Task description →
Among the entries below, please repeat exactly and only the lines from the line containing "Guideline: one marker per instance of the blue" to the line containing "Guideline: one marker per instance of the white cloud, placed", both lines included.
........
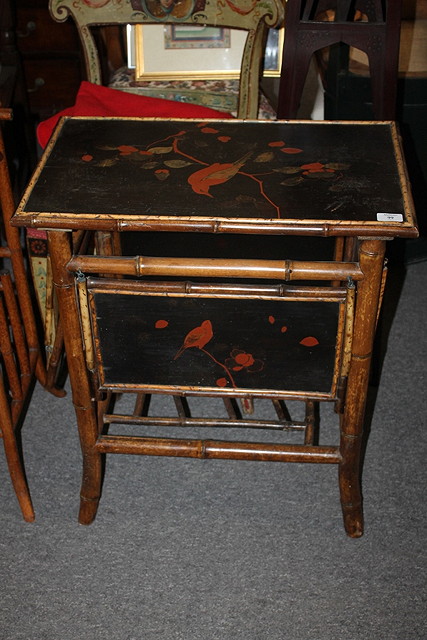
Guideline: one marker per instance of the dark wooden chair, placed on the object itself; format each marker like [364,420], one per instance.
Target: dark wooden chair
[371,26]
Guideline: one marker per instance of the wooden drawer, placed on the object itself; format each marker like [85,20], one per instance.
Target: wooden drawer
[175,337]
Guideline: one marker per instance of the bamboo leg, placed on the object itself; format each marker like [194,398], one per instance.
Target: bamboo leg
[368,295]
[84,404]
[13,458]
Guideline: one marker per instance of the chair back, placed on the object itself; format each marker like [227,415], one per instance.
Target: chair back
[255,18]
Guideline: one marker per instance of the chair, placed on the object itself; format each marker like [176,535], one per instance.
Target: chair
[20,355]
[312,25]
[255,19]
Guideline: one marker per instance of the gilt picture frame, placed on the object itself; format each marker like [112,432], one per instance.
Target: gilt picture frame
[173,52]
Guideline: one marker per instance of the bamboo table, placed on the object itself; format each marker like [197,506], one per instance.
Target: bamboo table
[233,259]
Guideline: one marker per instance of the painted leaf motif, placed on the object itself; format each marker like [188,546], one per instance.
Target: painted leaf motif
[338,166]
[291,182]
[160,150]
[150,165]
[309,341]
[291,150]
[177,164]
[288,170]
[108,162]
[161,324]
[264,157]
[319,175]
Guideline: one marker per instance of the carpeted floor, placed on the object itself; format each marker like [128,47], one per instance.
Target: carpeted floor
[191,550]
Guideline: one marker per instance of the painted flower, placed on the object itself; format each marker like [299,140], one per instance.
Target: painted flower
[241,360]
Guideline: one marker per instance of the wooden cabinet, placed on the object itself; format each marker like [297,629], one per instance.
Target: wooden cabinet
[52,60]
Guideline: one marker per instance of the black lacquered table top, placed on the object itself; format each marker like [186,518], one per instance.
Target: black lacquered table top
[313,177]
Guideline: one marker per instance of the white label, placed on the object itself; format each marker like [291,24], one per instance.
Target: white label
[389,217]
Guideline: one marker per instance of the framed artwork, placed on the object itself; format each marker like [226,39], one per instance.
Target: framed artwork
[194,51]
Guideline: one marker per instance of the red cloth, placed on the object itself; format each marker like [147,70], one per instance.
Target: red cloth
[96,100]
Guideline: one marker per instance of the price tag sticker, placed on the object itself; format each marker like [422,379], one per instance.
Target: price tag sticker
[389,217]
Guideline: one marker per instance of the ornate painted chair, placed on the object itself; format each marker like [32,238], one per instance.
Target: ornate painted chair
[241,96]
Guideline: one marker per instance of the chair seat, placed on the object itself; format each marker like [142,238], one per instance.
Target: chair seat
[216,94]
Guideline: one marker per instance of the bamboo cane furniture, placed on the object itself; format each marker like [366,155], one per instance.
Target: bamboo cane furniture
[228,299]
[20,355]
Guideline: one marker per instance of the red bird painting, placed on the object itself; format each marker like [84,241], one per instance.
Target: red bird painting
[197,337]
[214,174]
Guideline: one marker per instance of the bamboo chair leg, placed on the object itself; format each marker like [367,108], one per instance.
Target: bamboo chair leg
[13,458]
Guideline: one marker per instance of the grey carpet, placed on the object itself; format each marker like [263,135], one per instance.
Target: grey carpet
[184,549]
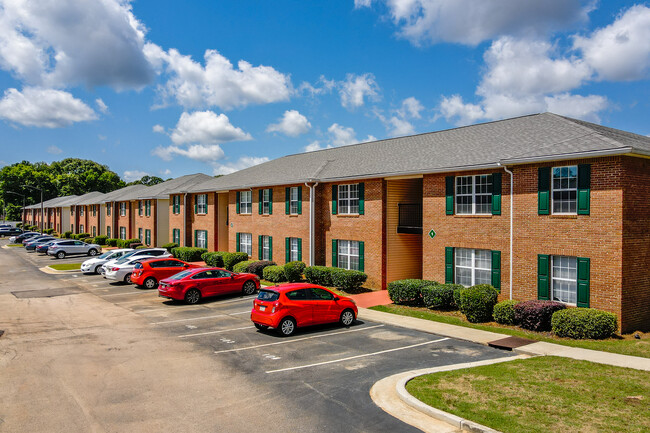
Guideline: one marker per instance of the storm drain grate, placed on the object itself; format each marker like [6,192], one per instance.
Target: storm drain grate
[47,293]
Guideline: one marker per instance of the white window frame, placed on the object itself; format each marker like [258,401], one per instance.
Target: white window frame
[473,267]
[569,189]
[473,194]
[347,204]
[345,257]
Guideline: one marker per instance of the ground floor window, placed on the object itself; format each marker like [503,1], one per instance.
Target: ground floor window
[473,267]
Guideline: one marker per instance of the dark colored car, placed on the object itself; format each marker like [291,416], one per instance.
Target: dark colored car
[192,285]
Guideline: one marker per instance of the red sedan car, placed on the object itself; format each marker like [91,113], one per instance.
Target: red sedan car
[149,272]
[288,306]
[192,285]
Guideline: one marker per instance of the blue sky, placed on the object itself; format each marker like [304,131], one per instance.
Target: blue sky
[169,88]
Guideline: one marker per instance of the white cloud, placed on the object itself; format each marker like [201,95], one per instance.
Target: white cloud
[206,127]
[45,108]
[356,88]
[620,51]
[54,150]
[67,42]
[471,22]
[131,175]
[242,163]
[218,83]
[292,124]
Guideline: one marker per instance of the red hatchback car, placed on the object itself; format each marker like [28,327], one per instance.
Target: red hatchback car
[148,273]
[288,306]
[192,285]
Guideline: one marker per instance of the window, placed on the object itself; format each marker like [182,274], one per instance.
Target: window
[201,238]
[348,199]
[564,277]
[202,204]
[565,189]
[348,255]
[473,267]
[474,194]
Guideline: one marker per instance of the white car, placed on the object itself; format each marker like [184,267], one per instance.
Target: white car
[94,265]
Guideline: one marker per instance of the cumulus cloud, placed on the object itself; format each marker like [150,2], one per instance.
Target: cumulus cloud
[46,108]
[471,22]
[218,83]
[206,127]
[67,42]
[292,124]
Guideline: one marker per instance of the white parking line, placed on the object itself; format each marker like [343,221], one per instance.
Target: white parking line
[299,339]
[356,356]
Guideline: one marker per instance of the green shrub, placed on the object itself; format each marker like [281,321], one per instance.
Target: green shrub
[242,266]
[504,312]
[438,296]
[274,274]
[348,279]
[293,271]
[188,254]
[408,292]
[477,302]
[320,275]
[584,323]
........
Reply →
Guideline: one marker per instance of the blue sky, placed on the object itself; format each marker like [304,131], one per instance.
Target: blue sky
[169,88]
Guideline: one marker per instance of the white cloud, placed on the object itself; format each marker like [201,95], one per instance.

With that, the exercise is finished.